Supplied passage:
At work, our CEO and corporate staff set some reopening dates for our buildings, which have been shut down since March. My building will open in July.
So there is now a target date, but why don’t I feel any better?
The 100-year pestilence (which came two years late) has left us uncertain about the future of normal life. The 1818 Spanish Flu culled the herd drastically and tragically, and what some misinformed people have called “Chinese Flu” is slated to decimate the world population again, indiscriminately killing and biologically wreaking havoc in young and old, invisibly and with blinding speed. So right now we can’t even be close to each other. Social (actually physical) distancing is not enforceable, so one leaves the home at their own risk.
Over these weeks in quarantine, I have seen George Carlin’s rant about how over-clean we are: heck, he says, he swam as a child in the Hudson River, the New York equivalent of bathing in the Ganges (if I can dare make such a comparison by stressing that some notorious public waterways just cannot be considered anywhere near healthy to use in any form), while videos elsewhere stress extreme clean at every moment.

Task to carry out: In the passage about reopening, in what month is the writer's building scheduled to open?

Supplied records:
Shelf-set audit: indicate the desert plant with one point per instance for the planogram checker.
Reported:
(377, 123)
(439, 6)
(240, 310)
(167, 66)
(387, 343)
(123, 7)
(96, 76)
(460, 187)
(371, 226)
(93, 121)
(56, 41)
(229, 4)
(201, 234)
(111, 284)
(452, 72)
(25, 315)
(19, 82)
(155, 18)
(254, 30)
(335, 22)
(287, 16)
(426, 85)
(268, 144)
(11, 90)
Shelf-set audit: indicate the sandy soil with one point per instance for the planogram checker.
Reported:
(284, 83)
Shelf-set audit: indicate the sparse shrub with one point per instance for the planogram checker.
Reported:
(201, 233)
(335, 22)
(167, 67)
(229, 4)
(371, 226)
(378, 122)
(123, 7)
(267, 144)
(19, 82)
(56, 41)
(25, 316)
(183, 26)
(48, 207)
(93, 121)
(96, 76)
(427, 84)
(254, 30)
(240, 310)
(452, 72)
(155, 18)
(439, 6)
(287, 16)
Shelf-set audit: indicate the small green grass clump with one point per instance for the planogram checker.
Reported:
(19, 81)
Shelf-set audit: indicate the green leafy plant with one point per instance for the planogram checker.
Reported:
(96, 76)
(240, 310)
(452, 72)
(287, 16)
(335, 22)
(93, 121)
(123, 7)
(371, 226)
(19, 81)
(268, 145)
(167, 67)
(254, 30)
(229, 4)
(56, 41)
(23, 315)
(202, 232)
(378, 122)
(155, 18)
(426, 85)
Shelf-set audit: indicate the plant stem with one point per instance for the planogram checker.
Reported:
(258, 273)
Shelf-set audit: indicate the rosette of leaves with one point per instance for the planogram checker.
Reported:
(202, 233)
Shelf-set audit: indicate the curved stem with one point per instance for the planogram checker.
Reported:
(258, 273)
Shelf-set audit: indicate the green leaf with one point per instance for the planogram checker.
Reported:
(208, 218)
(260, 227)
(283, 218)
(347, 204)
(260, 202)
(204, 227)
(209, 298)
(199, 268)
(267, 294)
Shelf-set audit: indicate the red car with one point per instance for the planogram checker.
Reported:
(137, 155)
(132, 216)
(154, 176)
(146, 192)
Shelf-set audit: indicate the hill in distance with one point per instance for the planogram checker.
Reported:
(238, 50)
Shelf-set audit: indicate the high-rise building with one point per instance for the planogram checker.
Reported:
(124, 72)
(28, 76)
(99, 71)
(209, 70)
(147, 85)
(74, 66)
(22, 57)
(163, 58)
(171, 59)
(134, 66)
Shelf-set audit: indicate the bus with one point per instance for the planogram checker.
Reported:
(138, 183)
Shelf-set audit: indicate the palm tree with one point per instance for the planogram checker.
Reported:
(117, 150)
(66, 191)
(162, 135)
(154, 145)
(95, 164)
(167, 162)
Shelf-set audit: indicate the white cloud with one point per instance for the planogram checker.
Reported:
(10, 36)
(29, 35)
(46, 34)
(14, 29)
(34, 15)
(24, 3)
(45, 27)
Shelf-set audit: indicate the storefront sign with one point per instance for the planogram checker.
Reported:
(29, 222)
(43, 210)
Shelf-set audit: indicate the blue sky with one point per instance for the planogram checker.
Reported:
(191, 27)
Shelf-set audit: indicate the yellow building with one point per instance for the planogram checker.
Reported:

Reply to the exercise: July.